Article:
______
# Building a Language Model
***
# Table of Contents
1.  [Setup](#Setup)
2.  [Coding Decisions](#Coding-Decisions)
3.  [Evaluation](#Evaluation)
4.  [Conclusion](#Conclusion)
5.  [References](#References)

# Setup

For this assignment I wrote the python package LanguageModel, code documentation and explanation is
included as docstrings inside the code. I put my particular coding and design choices in an md cell with the heading
[Coding Decisions](#Coding-Decisions). I am using the Maltese [[1]](#References) corpus dataset for this assignment
and python version 3.7.

In [1]:
# Import the LanguageModel package
import LanguageModel as lm

# Coding Decisions

In this section I go over some coding decisions and/or design and why I went with them.

## Corpus

From the little big data applications I have worked so far I know that most big data applications make use of the numpy
library, or indirectly through the pandas library. I could have used numpy and made a CorpusAsListOfNpArrays but since
Sentences where originally an object of their own this did not cross my mind.

Another consideration was to hash/encode the words and use matrix operations to get the counts and probabilities. I
attempted this but the process was becoming to complicated and with no significant time improvement.

At the end I found python list syntax very easy to understand and use and the speed, combined with dictionaries was
sufficient.

## NGramCounts

The counts object represent the frequency count given n and model. I decided to only ever store vanilla counts because
when I implemented different counting methods, especially to account for non-appearing tokens, was becoming messy and
slow. By implementing a GetCount function I was able to achieve full functionality with clean code.
______
Data shown:
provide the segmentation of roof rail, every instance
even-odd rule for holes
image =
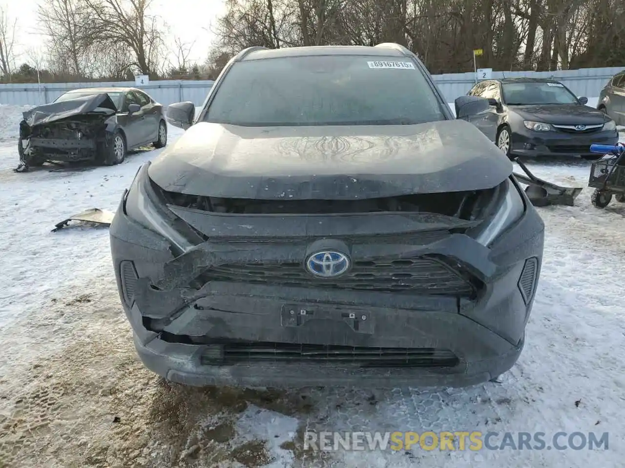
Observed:
[[[407,57],[411,57],[412,55],[412,52],[411,52],[407,47],[402,46],[401,44],[397,44],[396,42],[382,42],[382,44],[378,44],[375,47],[394,49],[396,51],[399,51]]]
[[[262,46],[254,46],[253,47],[248,47],[247,49],[244,49],[242,51],[239,52],[236,56],[234,56],[234,60],[238,62],[239,60],[242,60],[243,58],[249,54],[251,52],[254,52],[254,51],[266,51],[267,47],[263,47]]]

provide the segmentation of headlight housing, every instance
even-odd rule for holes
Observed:
[[[506,193],[497,212],[486,227],[476,236],[479,243],[488,246],[498,236],[516,223],[525,213],[525,202],[511,177],[506,180]]]
[[[159,207],[160,203],[148,175],[149,165],[149,162],[143,164],[134,176],[124,200],[124,212],[146,229],[164,237],[179,253],[186,251],[193,244],[172,226],[177,219],[176,215]]]
[[[534,132],[549,132],[553,130],[553,127],[549,124],[543,122],[532,122],[532,120],[523,120],[523,125],[525,128],[533,130]]]
[[[616,130],[616,122],[614,120],[610,120],[603,124],[603,130],[604,132],[611,132]]]

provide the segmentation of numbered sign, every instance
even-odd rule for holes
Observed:
[[[149,83],[150,77],[148,75],[136,75],[134,76],[134,84],[137,86],[145,86]]]
[[[478,68],[476,72],[478,74],[478,80],[489,80],[492,77],[492,68]]]

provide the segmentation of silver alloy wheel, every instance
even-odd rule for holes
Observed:
[[[165,128],[165,124],[162,122],[161,122],[158,126],[158,142],[162,146],[165,146],[165,144],[167,143],[167,129]]]
[[[508,150],[510,149],[510,134],[508,133],[508,129],[502,129],[499,132],[499,137],[497,139],[497,146],[499,149],[508,154]]]
[[[126,148],[124,147],[124,139],[121,135],[116,135],[115,139],[113,140],[113,152],[115,154],[115,159],[121,162],[124,159],[124,155],[126,153]]]

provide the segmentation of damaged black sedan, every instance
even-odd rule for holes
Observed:
[[[464,114],[483,112],[470,98]],[[463,386],[523,348],[544,225],[396,44],[241,52],[111,227],[144,364],[182,384]]]
[[[46,161],[113,165],[149,144],[167,144],[161,104],[134,88],[87,88],[24,112],[18,150],[24,170]]]

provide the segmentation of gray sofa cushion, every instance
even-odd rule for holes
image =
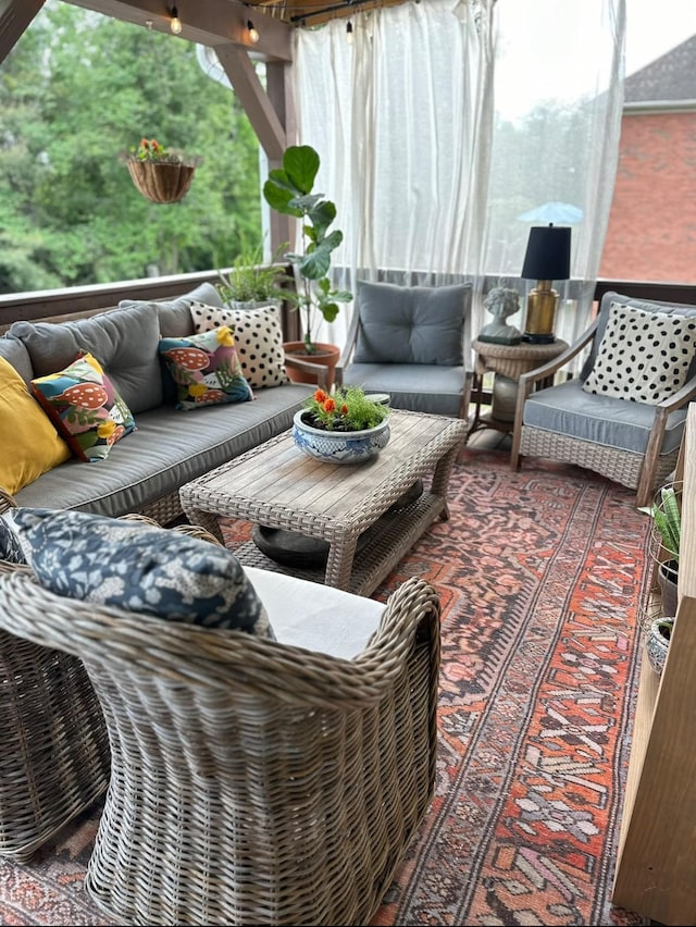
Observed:
[[[119,516],[176,492],[181,485],[291,428],[315,387],[288,383],[260,390],[251,403],[208,406],[188,416],[167,406],[137,418],[137,430],[115,444],[108,466],[74,458],[15,495],[17,505],[75,508]]]
[[[347,386],[365,393],[388,393],[395,409],[451,416],[460,412],[464,383],[463,367],[399,363],[351,363],[344,371]]]
[[[223,302],[212,283],[201,283],[190,293],[177,296],[176,299],[139,300],[122,299],[120,308],[129,306],[148,306],[157,310],[160,320],[160,333],[163,338],[183,338],[194,334],[190,305],[196,300],[207,306],[222,307]]]
[[[585,393],[579,380],[532,393],[524,404],[525,425],[645,454],[655,419],[655,406]],[[661,454],[679,447],[686,409],[668,419]]]
[[[26,347],[35,378],[58,373],[89,351],[134,415],[162,403],[160,325],[150,307],[112,309],[61,324],[15,322],[10,334]]]
[[[14,335],[7,334],[0,338],[0,357],[16,370],[28,386],[34,379],[32,358],[23,342]]]
[[[396,286],[358,282],[355,363],[463,364],[471,284]]]

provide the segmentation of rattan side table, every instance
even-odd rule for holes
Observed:
[[[502,432],[512,431],[514,424],[514,394],[520,376],[557,358],[566,350],[568,342],[558,338],[551,344],[520,342],[519,345],[499,345],[475,339],[472,347],[476,353],[472,390],[475,411],[469,434],[473,434],[475,431],[484,428],[492,428]],[[494,405],[490,412],[482,415],[483,378],[487,371],[493,371],[496,375],[494,381]],[[498,378],[504,378],[504,380],[500,381]],[[552,378],[549,378],[549,381],[552,381]],[[549,381],[540,381],[539,387],[550,386],[551,383]],[[508,395],[505,396],[505,416],[498,415],[496,417],[497,386],[505,386]],[[502,390],[498,392],[500,395],[502,394]],[[510,411],[508,412],[508,410]]]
______
Exercises to complete:
(1) Reproduce the lines of the entries without changes, beginning at the line that contains "provide the segmentation of rattan" and stopping after the last line of the entries.
(2) Write the next part of the language model write-up, picking up after its last sentence.

Expected answers:
(1)
provide the segmentation of rattan side table, every instance
even-odd rule for holes
Observed:
[[[502,432],[512,431],[514,424],[514,394],[520,376],[557,358],[566,350],[568,342],[558,338],[551,344],[520,342],[519,345],[499,345],[475,339],[472,347],[476,353],[472,390],[475,411],[469,434],[473,434],[475,431],[484,428],[492,428]],[[494,405],[490,412],[482,415],[483,378],[487,371],[493,371],[496,375],[494,381]],[[498,378],[504,378],[504,380],[500,381]],[[552,378],[549,378],[549,381],[552,381]],[[549,381],[540,381],[539,387],[550,386],[551,383]],[[508,395],[505,396],[505,416],[498,415],[496,417],[497,386],[505,386]],[[502,390],[498,392],[500,395],[502,394]],[[510,411],[508,412],[508,410]]]

(2)
## NGramModel

Unlike the with the frequency counts for the probability set I calculate vanilla and laplace smoothed probabilities
differently. However the various methods of getting the probability for each ngram is then handled by the LanguageModel.


## LanguageModel

With the main class of the package I implemented most of the requirements of the assignment. I think I explain the code
good enough, most of the time with reasoning in the code's docstring and comments.

# Evaluation

In this section I create a number of LanguageModels on different corpus and evaluate them in a standard manner.

## Methodology

* First I will split the chosen corpus in an 80/20 training/testing split.

* I create a unigram, bigram, trigram and linear interpolation NGramModel for the three model types; vanilla, laplace
and unk. This is only done for the train LanguageModel.

* I create a unigram, bigram, trigram and linear interpolation NGramCounts for the three model types; vanilla, laplace
and unk. This is done for both LanguageModels.

* Test the test LanguageModel in the trained LanguageModel.

* Calculate the Test perplexity.

* Generate a number of sentences.

## Test Corpus

This corpus was created to test out the features of the package to make sure everything works as it is supposed to.

In [2]:
# Import train_test_split from sklearn and tqdm
from sklearn.model_selection import train_test_split
from tqdm.notebook import tqdm


def getTrainTest(root):
    dataset = lm.Corpus.CorpusAsListOfSentences(root=root, verbose=True)
    train, test = train_test_split(dataset, test_size=0.2, shuffle=False)
    _train_lm = lm.LanguageModel(corpus=train, verbose=True)
    _test_lm = lm.LanguageModel(corpus=test, verbose=True)
    print("Train Corpus Size: ", _train_lm.GetNGramModel(n=1).N)
    print("Test Corpus Size: ", _test_lm.GetNGramModel(n=1).N)
    return _train_lm, _test_lm

train_lm, test_lm = getTrainTest(root='Test Corpus/')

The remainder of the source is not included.